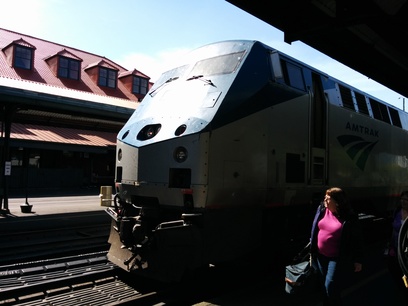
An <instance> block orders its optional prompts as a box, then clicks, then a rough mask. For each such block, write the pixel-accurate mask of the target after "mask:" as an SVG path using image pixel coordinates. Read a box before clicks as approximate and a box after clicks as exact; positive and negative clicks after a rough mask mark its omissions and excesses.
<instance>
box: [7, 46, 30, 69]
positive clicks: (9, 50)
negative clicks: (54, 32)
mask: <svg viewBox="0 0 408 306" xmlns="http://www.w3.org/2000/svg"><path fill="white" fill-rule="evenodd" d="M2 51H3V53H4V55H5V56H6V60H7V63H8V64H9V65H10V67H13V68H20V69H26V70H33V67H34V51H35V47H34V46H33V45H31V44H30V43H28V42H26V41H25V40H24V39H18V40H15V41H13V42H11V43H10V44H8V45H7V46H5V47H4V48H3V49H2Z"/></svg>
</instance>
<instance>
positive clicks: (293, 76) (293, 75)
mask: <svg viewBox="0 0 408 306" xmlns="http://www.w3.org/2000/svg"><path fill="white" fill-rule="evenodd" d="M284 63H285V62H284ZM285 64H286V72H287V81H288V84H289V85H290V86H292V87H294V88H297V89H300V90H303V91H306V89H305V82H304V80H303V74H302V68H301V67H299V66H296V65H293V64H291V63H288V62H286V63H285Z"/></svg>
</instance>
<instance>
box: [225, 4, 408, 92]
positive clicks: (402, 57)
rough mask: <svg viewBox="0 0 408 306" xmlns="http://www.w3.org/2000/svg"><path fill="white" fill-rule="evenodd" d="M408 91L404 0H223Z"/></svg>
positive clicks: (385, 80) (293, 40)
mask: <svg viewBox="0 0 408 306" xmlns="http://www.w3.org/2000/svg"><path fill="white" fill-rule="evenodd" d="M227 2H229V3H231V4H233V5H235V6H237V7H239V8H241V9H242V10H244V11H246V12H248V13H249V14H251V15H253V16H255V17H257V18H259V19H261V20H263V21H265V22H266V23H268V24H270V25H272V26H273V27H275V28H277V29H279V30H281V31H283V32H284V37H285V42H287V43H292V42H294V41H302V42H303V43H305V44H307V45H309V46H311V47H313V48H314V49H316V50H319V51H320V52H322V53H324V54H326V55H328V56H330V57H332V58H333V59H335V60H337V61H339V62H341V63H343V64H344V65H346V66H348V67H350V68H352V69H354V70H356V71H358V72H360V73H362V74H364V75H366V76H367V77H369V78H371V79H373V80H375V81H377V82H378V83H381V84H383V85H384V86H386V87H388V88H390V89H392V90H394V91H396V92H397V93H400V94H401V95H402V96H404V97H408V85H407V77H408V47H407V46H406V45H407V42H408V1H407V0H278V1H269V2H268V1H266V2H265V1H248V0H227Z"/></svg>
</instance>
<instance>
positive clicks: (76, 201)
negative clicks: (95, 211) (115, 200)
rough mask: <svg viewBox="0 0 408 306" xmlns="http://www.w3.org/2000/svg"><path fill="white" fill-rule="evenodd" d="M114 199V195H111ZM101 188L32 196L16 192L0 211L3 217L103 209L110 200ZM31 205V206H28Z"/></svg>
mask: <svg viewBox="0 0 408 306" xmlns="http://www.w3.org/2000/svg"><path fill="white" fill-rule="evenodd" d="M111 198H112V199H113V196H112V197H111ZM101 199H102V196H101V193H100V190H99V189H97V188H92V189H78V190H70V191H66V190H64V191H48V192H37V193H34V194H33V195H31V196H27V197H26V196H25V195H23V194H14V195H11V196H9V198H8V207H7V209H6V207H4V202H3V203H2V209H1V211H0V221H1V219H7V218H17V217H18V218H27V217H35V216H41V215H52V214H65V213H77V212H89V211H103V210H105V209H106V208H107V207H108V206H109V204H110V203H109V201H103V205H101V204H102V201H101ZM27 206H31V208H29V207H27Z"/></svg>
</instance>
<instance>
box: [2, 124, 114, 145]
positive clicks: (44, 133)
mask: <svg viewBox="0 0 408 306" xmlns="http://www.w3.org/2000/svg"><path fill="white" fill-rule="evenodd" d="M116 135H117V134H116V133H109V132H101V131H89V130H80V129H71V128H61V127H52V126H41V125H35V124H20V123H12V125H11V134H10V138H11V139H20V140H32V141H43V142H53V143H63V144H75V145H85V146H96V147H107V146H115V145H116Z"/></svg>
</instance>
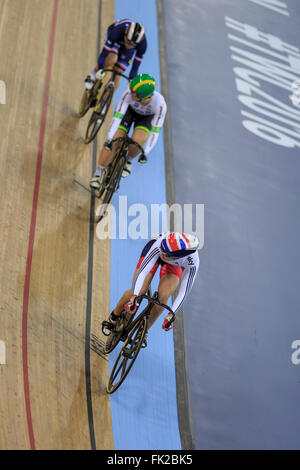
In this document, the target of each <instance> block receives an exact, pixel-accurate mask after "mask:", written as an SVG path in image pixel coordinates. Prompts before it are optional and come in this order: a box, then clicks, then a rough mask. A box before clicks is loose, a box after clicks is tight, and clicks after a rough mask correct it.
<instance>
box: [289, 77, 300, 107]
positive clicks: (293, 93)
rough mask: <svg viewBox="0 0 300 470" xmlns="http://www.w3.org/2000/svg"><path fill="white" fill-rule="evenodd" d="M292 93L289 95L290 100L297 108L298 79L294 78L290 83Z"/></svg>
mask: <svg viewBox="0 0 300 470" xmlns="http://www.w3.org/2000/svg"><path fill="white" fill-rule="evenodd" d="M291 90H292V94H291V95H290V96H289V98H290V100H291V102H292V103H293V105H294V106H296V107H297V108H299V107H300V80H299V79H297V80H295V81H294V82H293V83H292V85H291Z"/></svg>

········

#### To do
Starting with the line with "positive clicks: (293, 76) (293, 75)" above and going on through the line with "negative clicks: (95, 211) (115, 200)", transcribe every line exactly, both ends included, and add nothing.

#### Solution to the problem
positive clicks: (293, 76) (293, 75)
mask: <svg viewBox="0 0 408 306" xmlns="http://www.w3.org/2000/svg"><path fill="white" fill-rule="evenodd" d="M284 63H285V62H284ZM285 64H286V72H287V81H288V84H289V85H290V86H292V87H294V88H297V89H300V90H303V91H306V89H305V82H304V80H303V74H302V68H301V67H299V66H296V65H293V64H291V63H288V62H286V63H285Z"/></svg>
</instance>
<instance>
box: [225, 4, 408, 92]
positive clicks: (402, 57)
rough mask: <svg viewBox="0 0 408 306" xmlns="http://www.w3.org/2000/svg"><path fill="white" fill-rule="evenodd" d="M408 91L404 0H223Z"/></svg>
positive clicks: (385, 80) (293, 40)
mask: <svg viewBox="0 0 408 306" xmlns="http://www.w3.org/2000/svg"><path fill="white" fill-rule="evenodd" d="M227 2H229V3H231V4H233V5H235V6H237V7H239V8H241V9H242V10H244V11H246V12H248V13H249V14H251V15H253V16H255V17H257V18H259V19H261V20H263V21H265V22H266V23H268V24H270V25H272V26H273V27H275V28H277V29H279V30H281V31H283V32H284V37H285V42H287V43H292V42H294V41H302V42H303V43H305V44H307V45H309V46H311V47H313V48H314V49H316V50H319V51H320V52H322V53H324V54H326V55H328V56H330V57H332V58H333V59H335V60H337V61H339V62H341V63H343V64H344V65H346V66H348V67H350V68H352V69H354V70H356V71H358V72H360V73H362V74H364V75H366V76H367V77H369V78H371V79H373V80H375V81H377V82H378V83H381V84H383V85H384V86H386V87H388V88H390V89H392V90H394V91H396V92H397V93H400V94H401V95H402V96H404V97H408V85H407V77H408V47H407V46H406V45H407V42H408V1H407V0H278V1H269V2H268V1H266V2H265V1H248V0H227Z"/></svg>
</instance>
<instance>
positive clicks: (76, 201)
negative clicks: (95, 211) (115, 200)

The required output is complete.